■ **Given passage**:

The Flying Donkey name was no accident. It stems from the discussion the group had while soliciting input from some of the people it could most benefit.

On Dec. 1, Amazon owner Jeff Bezos made a big reveal on American news and analysis show “60 Minutes.” In the not-too-distant future, he said Amazon would be using unmanned aerial vehicles (UAVs), known more commonly as drones, to ship smaller packages to purchasers’ homes in certain locations.

In the coming years, products sold by Amazon that weigh less than five pounds for delivery within 10 miles of a distribution center may arrive by Amazon drones, he said. While Bezos’ big reveal caused an uproar in much of America and throughout the West, he is not the first person to look to the skies as a means of cheap delivery and distribution.

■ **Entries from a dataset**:
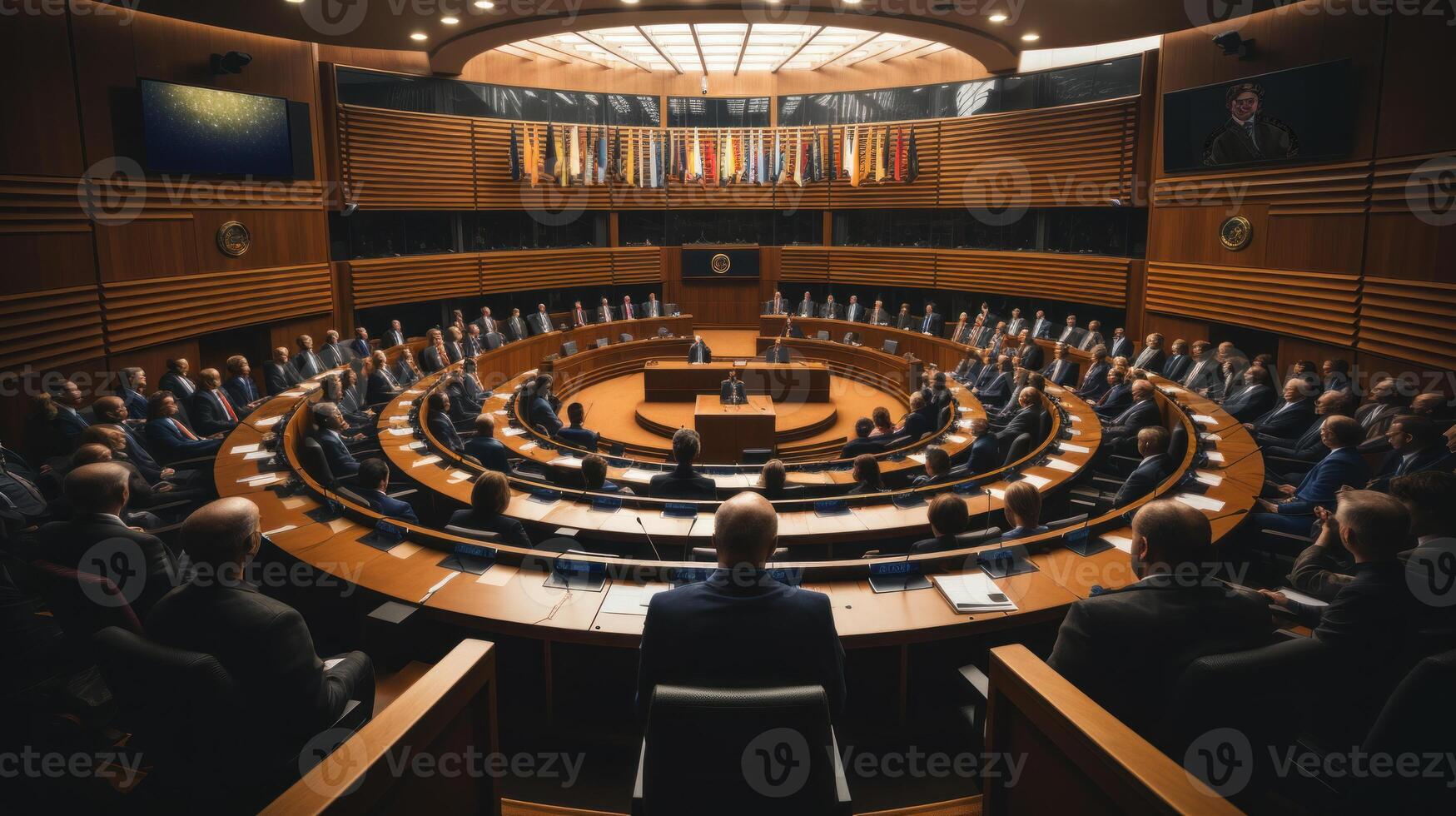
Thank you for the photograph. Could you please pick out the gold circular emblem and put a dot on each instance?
(233, 239)
(1235, 233)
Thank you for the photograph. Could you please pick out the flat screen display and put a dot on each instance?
(208, 132)
(1285, 117)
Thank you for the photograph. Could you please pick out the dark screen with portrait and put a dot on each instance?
(1302, 114)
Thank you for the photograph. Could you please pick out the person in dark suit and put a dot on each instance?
(213, 411)
(1372, 615)
(132, 390)
(862, 442)
(489, 497)
(286, 694)
(485, 448)
(439, 421)
(763, 633)
(1254, 398)
(1156, 465)
(699, 351)
(683, 481)
(373, 480)
(278, 373)
(168, 437)
(574, 433)
(1061, 371)
(731, 391)
(98, 541)
(1126, 647)
(1293, 510)
(937, 468)
(806, 308)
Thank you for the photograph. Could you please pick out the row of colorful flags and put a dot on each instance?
(579, 155)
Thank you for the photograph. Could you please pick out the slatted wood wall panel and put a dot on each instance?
(544, 268)
(406, 280)
(637, 264)
(1312, 305)
(1409, 320)
(888, 266)
(1075, 157)
(398, 161)
(1306, 190)
(28, 328)
(151, 311)
(1078, 277)
(923, 192)
(804, 264)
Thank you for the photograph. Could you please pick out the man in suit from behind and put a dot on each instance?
(485, 448)
(213, 410)
(278, 373)
(1126, 647)
(765, 633)
(731, 391)
(97, 540)
(286, 694)
(699, 351)
(373, 481)
(575, 433)
(1150, 471)
(683, 481)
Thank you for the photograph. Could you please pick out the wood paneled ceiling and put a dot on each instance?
(453, 31)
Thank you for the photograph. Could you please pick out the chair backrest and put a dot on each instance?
(772, 751)
(1018, 448)
(313, 460)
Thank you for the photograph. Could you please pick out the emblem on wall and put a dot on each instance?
(233, 239)
(1235, 233)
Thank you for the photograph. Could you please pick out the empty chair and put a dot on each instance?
(756, 734)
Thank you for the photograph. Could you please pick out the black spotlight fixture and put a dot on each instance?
(231, 63)
(1234, 46)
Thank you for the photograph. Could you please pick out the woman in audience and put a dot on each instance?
(1022, 510)
(488, 501)
(867, 475)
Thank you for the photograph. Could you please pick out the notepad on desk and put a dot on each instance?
(973, 592)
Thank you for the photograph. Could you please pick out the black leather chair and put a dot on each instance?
(771, 751)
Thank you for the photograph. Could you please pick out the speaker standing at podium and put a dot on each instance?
(731, 390)
(699, 351)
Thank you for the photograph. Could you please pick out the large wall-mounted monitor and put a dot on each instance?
(1292, 116)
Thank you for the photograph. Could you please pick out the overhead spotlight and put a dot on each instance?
(1234, 46)
(231, 63)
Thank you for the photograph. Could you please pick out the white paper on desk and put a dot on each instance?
(1121, 542)
(1300, 598)
(629, 600)
(1200, 501)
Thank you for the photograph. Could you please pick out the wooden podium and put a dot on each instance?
(727, 430)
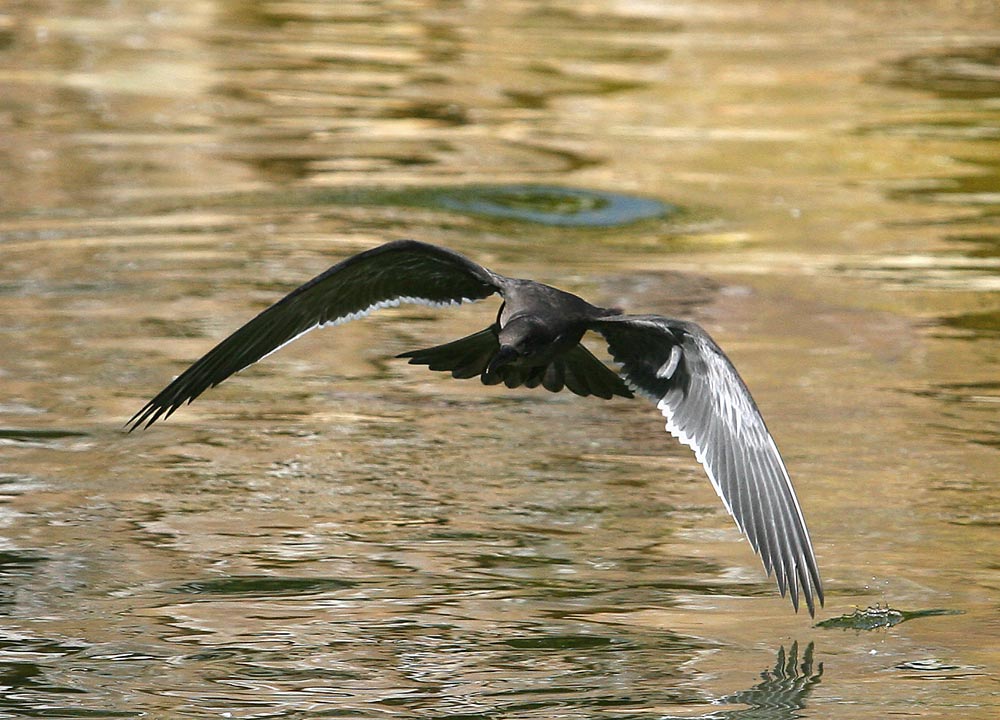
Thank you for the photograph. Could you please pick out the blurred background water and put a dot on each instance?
(337, 534)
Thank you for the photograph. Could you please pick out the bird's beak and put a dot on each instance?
(505, 355)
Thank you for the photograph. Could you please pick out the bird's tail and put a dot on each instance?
(466, 357)
(577, 370)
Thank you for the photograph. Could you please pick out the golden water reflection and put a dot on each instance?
(334, 532)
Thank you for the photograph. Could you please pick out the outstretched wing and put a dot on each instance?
(403, 271)
(708, 407)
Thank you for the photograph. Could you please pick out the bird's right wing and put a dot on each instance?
(403, 271)
(708, 408)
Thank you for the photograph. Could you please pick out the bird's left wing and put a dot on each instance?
(708, 407)
(402, 271)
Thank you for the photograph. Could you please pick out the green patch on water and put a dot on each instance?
(875, 617)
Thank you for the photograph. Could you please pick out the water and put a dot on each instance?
(337, 534)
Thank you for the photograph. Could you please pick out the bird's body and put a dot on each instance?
(534, 341)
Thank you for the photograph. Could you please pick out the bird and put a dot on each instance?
(534, 341)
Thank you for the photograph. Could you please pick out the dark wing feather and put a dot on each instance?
(397, 272)
(708, 407)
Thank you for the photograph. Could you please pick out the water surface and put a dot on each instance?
(334, 533)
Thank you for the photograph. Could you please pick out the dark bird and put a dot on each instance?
(534, 341)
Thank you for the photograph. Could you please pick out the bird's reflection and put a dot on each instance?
(780, 694)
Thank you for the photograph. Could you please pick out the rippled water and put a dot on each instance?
(337, 534)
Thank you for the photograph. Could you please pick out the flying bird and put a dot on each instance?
(534, 341)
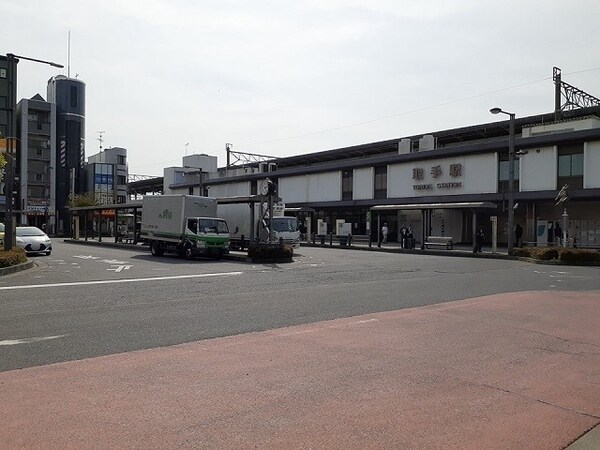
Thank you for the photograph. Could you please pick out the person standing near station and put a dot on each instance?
(479, 237)
(518, 235)
(384, 232)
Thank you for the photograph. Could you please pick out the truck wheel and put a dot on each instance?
(155, 249)
(186, 251)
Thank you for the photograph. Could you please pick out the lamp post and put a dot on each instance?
(12, 61)
(511, 174)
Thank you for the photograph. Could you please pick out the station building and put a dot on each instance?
(439, 184)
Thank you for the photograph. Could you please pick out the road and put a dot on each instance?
(339, 349)
(88, 301)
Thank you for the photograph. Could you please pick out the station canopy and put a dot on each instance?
(452, 205)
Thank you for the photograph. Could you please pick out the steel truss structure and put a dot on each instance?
(574, 98)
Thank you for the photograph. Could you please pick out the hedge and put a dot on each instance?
(565, 255)
(12, 257)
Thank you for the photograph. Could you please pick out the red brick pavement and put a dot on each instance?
(505, 371)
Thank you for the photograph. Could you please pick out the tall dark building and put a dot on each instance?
(69, 96)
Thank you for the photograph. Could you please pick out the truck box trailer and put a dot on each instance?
(184, 224)
(239, 217)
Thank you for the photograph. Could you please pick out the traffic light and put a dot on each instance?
(272, 188)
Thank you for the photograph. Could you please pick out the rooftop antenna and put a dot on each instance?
(69, 56)
(101, 138)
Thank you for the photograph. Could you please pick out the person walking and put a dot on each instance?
(518, 235)
(479, 237)
(384, 232)
(557, 233)
(403, 233)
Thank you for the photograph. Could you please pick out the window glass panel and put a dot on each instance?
(577, 165)
(564, 165)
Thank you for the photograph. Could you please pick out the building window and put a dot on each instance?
(503, 173)
(73, 96)
(570, 165)
(347, 176)
(380, 182)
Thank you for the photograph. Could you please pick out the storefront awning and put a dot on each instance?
(420, 206)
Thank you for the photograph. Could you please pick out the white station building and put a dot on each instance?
(440, 184)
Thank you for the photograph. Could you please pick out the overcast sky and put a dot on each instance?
(283, 78)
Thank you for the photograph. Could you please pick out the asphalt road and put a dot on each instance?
(84, 301)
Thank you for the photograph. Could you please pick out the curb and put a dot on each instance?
(144, 248)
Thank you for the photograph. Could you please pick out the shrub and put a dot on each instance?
(578, 256)
(270, 251)
(545, 253)
(12, 257)
(522, 252)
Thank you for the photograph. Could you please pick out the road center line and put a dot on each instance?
(125, 280)
(30, 340)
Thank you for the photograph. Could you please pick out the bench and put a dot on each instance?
(439, 241)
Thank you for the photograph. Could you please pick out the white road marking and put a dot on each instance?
(125, 280)
(121, 267)
(113, 262)
(30, 340)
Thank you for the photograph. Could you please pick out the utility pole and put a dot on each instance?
(12, 60)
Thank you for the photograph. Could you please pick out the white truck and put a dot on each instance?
(239, 219)
(184, 224)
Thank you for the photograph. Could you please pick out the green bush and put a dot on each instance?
(545, 253)
(270, 251)
(565, 255)
(578, 256)
(12, 257)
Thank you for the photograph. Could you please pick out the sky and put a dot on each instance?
(283, 78)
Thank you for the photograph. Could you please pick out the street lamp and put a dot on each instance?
(12, 61)
(511, 174)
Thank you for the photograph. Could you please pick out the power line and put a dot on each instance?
(404, 113)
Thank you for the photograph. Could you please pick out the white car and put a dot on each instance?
(33, 240)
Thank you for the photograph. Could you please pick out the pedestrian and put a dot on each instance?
(384, 232)
(479, 236)
(518, 235)
(557, 233)
(403, 233)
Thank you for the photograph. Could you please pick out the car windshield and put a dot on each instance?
(212, 226)
(282, 224)
(29, 231)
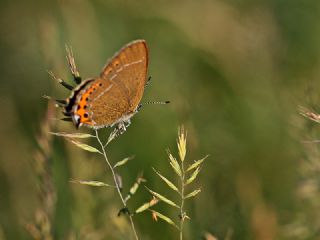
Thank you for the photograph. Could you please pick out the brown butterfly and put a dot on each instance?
(113, 97)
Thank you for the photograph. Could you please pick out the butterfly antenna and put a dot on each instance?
(59, 80)
(148, 82)
(152, 103)
(72, 64)
(156, 102)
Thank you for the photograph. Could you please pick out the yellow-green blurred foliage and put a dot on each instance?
(235, 72)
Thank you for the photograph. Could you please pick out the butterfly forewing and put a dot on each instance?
(117, 93)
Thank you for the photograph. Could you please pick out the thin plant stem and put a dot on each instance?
(182, 201)
(116, 182)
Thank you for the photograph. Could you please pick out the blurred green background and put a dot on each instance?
(235, 72)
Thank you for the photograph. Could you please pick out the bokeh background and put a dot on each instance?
(235, 72)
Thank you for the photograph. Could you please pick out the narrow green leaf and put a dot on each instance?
(162, 198)
(182, 143)
(147, 205)
(174, 164)
(123, 161)
(84, 146)
(164, 218)
(135, 187)
(193, 193)
(167, 181)
(72, 135)
(196, 163)
(193, 176)
(91, 183)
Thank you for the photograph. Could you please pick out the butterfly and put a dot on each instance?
(114, 96)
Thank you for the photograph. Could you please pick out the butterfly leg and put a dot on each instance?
(72, 64)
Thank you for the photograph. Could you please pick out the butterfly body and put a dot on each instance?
(113, 97)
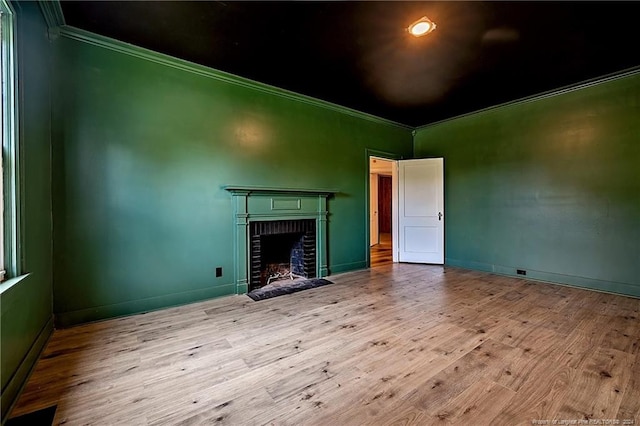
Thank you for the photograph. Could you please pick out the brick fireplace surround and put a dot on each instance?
(259, 204)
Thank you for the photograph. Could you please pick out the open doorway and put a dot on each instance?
(380, 211)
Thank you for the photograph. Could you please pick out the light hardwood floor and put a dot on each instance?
(396, 344)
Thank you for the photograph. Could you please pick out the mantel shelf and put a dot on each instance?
(272, 190)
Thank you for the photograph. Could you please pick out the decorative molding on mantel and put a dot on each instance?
(276, 190)
(259, 203)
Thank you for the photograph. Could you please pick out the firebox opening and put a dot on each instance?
(282, 249)
(282, 257)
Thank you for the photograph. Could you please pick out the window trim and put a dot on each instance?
(10, 146)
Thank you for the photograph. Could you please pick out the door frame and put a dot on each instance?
(394, 200)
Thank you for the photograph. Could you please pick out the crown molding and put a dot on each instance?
(549, 94)
(170, 61)
(52, 11)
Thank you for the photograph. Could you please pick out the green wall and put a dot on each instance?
(550, 185)
(26, 308)
(142, 147)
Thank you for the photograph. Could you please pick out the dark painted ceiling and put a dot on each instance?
(358, 54)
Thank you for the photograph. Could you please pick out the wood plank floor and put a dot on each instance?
(396, 344)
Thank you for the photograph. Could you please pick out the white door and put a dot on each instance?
(373, 209)
(421, 210)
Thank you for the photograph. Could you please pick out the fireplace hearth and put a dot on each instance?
(282, 249)
(279, 233)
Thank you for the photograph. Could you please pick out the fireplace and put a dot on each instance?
(278, 233)
(281, 249)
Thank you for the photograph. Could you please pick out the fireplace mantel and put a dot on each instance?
(256, 203)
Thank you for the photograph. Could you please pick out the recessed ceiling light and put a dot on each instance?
(422, 26)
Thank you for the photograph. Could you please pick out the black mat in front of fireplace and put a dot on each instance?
(267, 293)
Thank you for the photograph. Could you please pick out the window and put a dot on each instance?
(9, 249)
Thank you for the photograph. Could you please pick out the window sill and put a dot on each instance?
(6, 285)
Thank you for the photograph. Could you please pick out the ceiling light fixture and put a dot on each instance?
(422, 26)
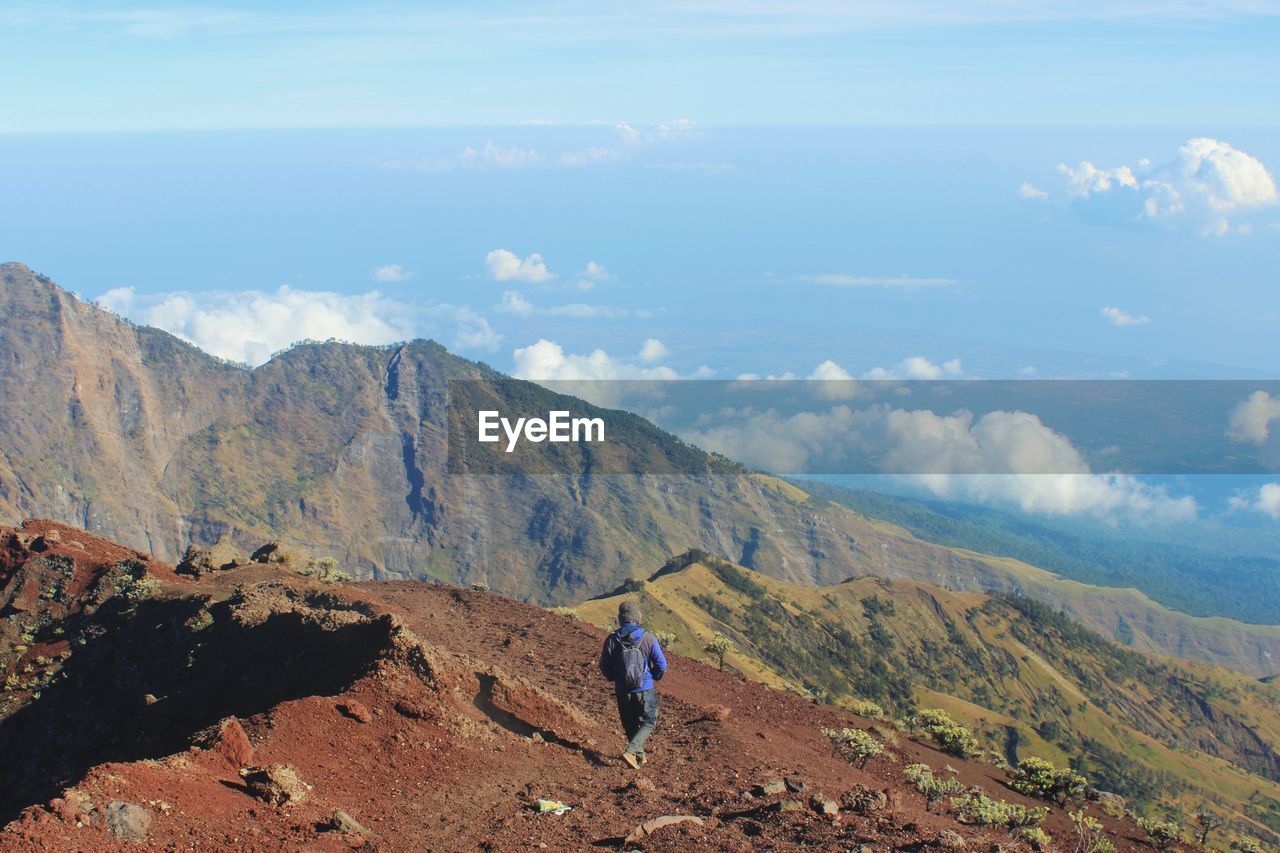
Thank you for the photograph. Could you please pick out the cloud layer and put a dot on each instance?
(1000, 457)
(1208, 187)
(250, 325)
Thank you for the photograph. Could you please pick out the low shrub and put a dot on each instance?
(1162, 834)
(1040, 778)
(984, 811)
(854, 744)
(946, 733)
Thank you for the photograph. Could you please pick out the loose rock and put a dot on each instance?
(277, 784)
(127, 821)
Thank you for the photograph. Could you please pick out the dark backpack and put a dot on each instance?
(632, 658)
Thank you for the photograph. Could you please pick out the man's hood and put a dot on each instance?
(630, 629)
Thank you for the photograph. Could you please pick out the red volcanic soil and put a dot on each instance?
(432, 717)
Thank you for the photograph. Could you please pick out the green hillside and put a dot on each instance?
(1170, 737)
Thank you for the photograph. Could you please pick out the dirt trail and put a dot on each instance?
(433, 717)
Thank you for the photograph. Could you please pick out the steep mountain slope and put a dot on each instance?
(256, 708)
(343, 450)
(1028, 679)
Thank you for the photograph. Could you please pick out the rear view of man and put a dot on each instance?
(632, 660)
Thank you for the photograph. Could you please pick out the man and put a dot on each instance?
(632, 660)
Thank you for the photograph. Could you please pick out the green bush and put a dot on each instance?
(946, 733)
(1162, 834)
(720, 646)
(979, 808)
(1040, 778)
(935, 789)
(867, 708)
(854, 744)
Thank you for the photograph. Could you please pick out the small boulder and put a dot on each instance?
(356, 711)
(127, 821)
(275, 784)
(650, 826)
(196, 561)
(344, 822)
(864, 801)
(270, 552)
(233, 744)
(769, 788)
(824, 806)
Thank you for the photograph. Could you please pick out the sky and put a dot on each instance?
(671, 190)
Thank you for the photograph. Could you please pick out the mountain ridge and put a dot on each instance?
(343, 450)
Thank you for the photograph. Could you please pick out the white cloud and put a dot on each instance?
(1208, 187)
(844, 279)
(1032, 192)
(391, 274)
(501, 156)
(1115, 316)
(830, 372)
(590, 276)
(1257, 422)
(547, 360)
(513, 302)
(1249, 422)
(503, 265)
(517, 305)
(251, 325)
(653, 350)
(918, 368)
(1000, 457)
(1265, 500)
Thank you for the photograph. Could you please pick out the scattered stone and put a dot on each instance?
(127, 821)
(356, 711)
(643, 784)
(277, 784)
(864, 801)
(344, 822)
(650, 826)
(233, 743)
(412, 708)
(270, 552)
(824, 806)
(1112, 804)
(196, 562)
(769, 788)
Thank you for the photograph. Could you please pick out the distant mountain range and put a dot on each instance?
(1028, 680)
(343, 450)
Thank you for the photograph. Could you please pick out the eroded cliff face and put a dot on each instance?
(135, 434)
(342, 451)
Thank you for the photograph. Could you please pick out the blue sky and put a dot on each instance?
(681, 188)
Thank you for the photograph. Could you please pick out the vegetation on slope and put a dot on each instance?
(1028, 680)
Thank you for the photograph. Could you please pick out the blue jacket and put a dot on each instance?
(611, 670)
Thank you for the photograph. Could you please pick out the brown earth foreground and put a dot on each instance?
(256, 708)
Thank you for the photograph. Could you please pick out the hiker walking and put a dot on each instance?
(632, 660)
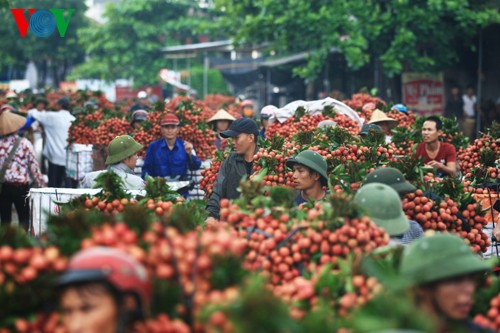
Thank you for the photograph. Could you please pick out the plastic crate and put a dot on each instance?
(79, 161)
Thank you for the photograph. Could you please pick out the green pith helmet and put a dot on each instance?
(392, 177)
(370, 127)
(383, 205)
(312, 160)
(120, 148)
(438, 257)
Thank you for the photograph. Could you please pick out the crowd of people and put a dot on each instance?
(95, 290)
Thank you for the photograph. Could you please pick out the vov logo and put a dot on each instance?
(42, 23)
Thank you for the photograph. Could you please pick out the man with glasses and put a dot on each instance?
(244, 134)
(170, 157)
(122, 157)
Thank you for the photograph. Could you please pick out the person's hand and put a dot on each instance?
(435, 164)
(211, 220)
(22, 109)
(189, 147)
(496, 232)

■ **Work to complete**: Extend the passage about delivery drones, picking up after its final sentence.

■ **The result**:
The Flying Donkey project stems from the realization that one of the greatest barriers to commercial distribution across Africa is a lack of infrastructure and transportation technology. Many of the spaces between major metropolitan African areas, especially inland, lack the infrastructure to support overland shipping or transport. This can be as simple as a lack of quality roads or as complex as geopolitical and security complications.

The statistics are staggering, according to a Forbes report. Most of Africa’s rural populations do not live near all-season roads, said Calestous Juma, professor of international development and director of the Science, Technology and Globalization Project at Harvard Kennedy School of Government.

In middle-income countries around the world, on average 60 percent of rural residents live within two kilometers of all-season roads, Forbes reported. In Kenya the number is 32 percent; in Angola it’s 31 percent; in Malawi, 26 percent; in Tanzania, 24 percent; in Mali, it’s 18 percent and in rural Ethiopia, just 10.5 percent or rural residents live within two kilometers of an all-season road.

This makes it nearly impossible to take part in any commercial, much less entrepreneurial, activities.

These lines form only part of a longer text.